** start **

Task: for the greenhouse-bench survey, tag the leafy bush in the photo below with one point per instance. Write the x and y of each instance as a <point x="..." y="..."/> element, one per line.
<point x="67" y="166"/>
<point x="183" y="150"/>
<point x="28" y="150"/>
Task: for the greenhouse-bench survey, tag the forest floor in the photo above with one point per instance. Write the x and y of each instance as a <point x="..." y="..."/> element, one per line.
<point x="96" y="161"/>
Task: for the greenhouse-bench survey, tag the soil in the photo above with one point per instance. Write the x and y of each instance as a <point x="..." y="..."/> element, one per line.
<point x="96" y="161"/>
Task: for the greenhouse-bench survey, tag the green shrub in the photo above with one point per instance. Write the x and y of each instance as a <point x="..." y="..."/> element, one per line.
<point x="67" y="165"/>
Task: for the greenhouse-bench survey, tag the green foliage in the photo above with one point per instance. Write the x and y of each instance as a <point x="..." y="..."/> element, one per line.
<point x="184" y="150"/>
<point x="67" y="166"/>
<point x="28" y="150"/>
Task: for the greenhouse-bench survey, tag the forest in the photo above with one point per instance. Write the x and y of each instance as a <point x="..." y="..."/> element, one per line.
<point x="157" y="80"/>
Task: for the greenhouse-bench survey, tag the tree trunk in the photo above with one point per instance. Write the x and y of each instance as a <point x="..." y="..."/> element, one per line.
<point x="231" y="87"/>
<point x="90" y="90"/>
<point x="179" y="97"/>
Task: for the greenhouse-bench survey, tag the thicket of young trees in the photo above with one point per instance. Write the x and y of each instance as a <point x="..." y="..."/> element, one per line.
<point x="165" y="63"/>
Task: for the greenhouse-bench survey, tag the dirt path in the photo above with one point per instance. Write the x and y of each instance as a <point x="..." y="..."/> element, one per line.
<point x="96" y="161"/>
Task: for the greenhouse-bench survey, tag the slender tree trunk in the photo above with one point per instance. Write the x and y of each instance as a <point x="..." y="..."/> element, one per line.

** end **

# What needs to be done
Write out the data exactly as it stands.

# Output below
Task: for the greenhouse-bench survey, tag the leafy bush in the photo below with one point per instance. Write the x and y of each instance as a <point x="..." y="..."/> element, one per line.
<point x="67" y="166"/>
<point x="183" y="150"/>
<point x="28" y="150"/>
Task: for the greenhouse-bench survey, tag the forest floor in the photo above with one point per instance. Write the x and y of each instance as a <point x="..." y="..."/> element, one per line.
<point x="96" y="161"/>
Task: for the greenhouse-bench survey, tag the soil in the photo above with one point per instance. Write the x and y of each instance as a <point x="..." y="..."/> element, one per line.
<point x="96" y="161"/>
Task: for the greenhouse-bench survey, tag the green shrub in the photo above with one point per instance. Write the x and y of each instance as a <point x="..." y="..."/> element, one per line.
<point x="67" y="165"/>
Task: for the greenhouse-bench survey, tag the green foliage in the photo above with one point per instance. Write the x and y of each instance as a <point x="..." y="..."/> element, one per line.
<point x="184" y="150"/>
<point x="67" y="166"/>
<point x="28" y="150"/>
Task: for the greenhouse-bench survey, tag the forest in the photo above with one point per instance. Write the x and y of each instance as a <point x="..." y="..."/> element, one per line.
<point x="157" y="80"/>
Task: for the greenhouse-bench survey, tag the tree trunk in the photo above with one point per instance. Write the x and y of each instance as a <point x="..." y="..."/> element, one per line.
<point x="231" y="87"/>
<point x="90" y="90"/>
<point x="179" y="97"/>
Task: for the greenhouse-bench survey, tag the thicket of young trees in the photo above with one point per instance. Write the x and y of each instance as a <point x="..." y="..."/> element, one per line.
<point x="165" y="63"/>
Task: for the greenhouse-bench survey, tag the dirt path in the photo above with one point per instance. Write the x and y of each instance as a <point x="..." y="..."/> element, one per line.
<point x="96" y="161"/>
Task: for the greenhouse-bench survey, tag the slender tree trunk in the photo above with one point per instance. Write the x and y of each instance as a <point x="..." y="..."/> element, one per line.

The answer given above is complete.